§ DATA SHOWN
——
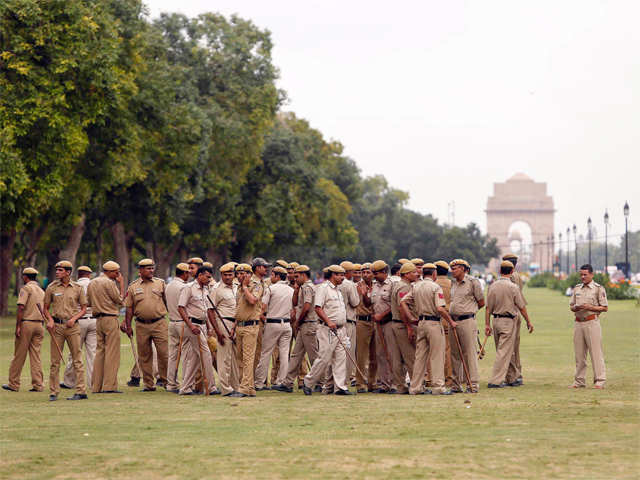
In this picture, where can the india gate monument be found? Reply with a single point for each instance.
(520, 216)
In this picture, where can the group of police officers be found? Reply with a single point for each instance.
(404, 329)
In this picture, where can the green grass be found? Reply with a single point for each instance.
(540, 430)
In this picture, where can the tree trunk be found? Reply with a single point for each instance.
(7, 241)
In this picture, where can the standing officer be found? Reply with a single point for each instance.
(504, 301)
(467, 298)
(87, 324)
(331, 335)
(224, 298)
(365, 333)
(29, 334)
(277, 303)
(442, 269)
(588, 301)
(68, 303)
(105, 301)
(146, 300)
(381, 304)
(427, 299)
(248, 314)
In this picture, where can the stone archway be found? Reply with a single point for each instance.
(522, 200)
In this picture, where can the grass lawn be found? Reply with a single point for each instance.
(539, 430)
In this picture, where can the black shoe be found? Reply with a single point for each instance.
——
§ EXERCISE OBJECTIVE
Please print every entry above word for word, leaving out the pictures.

§ CORRECT RESULT
In this picture, where can the india gate monument be found? Reply with a single point for each instance.
(520, 216)
In this picture, where can the group of police officers be found? Reply with a single point for each instance.
(404, 329)
In this picture, where can the green grass be found? Reply with a single point for each instance.
(540, 430)
In this picture, where can the tree trunk be found? Reply with a single point for each instance.
(7, 241)
In this picture, where can the standing officer be found? Reply with a single point for each instance.
(504, 301)
(467, 298)
(87, 324)
(331, 335)
(224, 298)
(365, 333)
(29, 334)
(277, 303)
(442, 269)
(588, 301)
(68, 303)
(105, 301)
(146, 300)
(381, 304)
(427, 299)
(248, 314)
In this picture, where can the stone archway be found? Reply with a single point for each instance.
(522, 200)
In this picture, where can the grass lawn be found? Reply with a single point for each instance.
(539, 430)
In this picture, where can the black shoe be found? Reply with a single point for each instance.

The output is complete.